#### Directives
• 1. Answer these questions using the passage on the Cuban National Series.
(a) How many teams has the league had since 1993?
(b) For which team do most of the top-tier players in Havana play?
(c) How many games make up the regular season?
• 2. Render this sentence from the passage on the Cuban National Series in Spanish: "Each team is made up of players from the province it represents."

#### Given passage

-- Begin --

The Cuban National Series (, SNB) is the primary domestic professional baseball competition in Cuba. Formed after the dissolution of the Cuban League in the wake of the Cuban Revolution, the Series is a part of the Cuban baseball league system.

League structure

Since 1993, the league has had 16 teams: one representing each province, and one for the city of Havana. Each team is made up of players from the province it represents.

In Havana, most of the top tier players take the field for Industriales, traditionally the strongest team in the league. Other typically strong teams include those from Santiago de Cuba, Pinar del Río and Villa Clara.

The 96-game regular season stretches from early August until late January, split into two halves – the fall period stretches from August to early October and the winter period from late October to early January the following year, and culminates with a six team postseason tournament in January to decide the league champion.

-- End --

#### Data shown

-- Begin --

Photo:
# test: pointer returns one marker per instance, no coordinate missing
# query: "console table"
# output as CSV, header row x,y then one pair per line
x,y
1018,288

-- End --
-- Begin --

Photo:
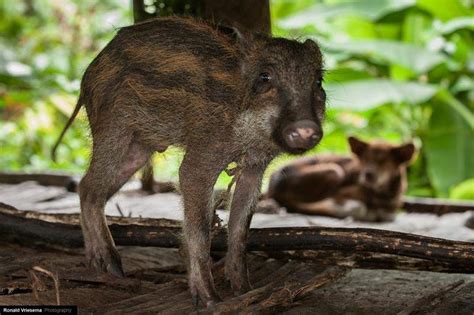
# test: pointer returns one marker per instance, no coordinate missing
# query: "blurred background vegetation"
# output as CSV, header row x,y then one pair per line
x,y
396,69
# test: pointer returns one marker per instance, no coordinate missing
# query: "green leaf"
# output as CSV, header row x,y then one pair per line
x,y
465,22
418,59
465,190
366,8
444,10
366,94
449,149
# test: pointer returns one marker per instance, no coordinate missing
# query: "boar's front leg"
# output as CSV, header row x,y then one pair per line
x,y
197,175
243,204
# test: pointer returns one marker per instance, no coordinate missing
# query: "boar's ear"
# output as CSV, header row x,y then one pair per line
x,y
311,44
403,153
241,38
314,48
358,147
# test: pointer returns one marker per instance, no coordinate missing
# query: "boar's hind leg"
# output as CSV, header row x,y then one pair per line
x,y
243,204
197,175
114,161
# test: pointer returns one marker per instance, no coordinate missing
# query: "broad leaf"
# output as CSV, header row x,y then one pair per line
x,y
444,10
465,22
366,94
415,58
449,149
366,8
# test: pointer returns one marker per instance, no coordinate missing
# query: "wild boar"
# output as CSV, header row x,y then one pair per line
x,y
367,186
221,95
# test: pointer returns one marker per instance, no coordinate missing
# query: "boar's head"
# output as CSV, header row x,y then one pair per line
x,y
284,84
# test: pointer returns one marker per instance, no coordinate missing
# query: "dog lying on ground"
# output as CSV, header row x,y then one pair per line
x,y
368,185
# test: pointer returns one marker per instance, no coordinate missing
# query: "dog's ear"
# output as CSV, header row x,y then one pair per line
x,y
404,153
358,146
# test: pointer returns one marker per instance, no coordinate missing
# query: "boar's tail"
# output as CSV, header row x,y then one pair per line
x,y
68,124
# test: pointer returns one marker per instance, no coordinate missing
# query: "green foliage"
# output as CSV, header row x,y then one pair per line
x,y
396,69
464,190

-- End --
-- Begin --

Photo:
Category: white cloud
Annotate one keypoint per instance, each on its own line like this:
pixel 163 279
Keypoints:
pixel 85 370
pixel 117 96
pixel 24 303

-- End --

#### Responses in order
• 1.
(a) 16
(b) Industriales
(c) 96

• 2. Cada equipo está formado por jugadores de la provincia que representa.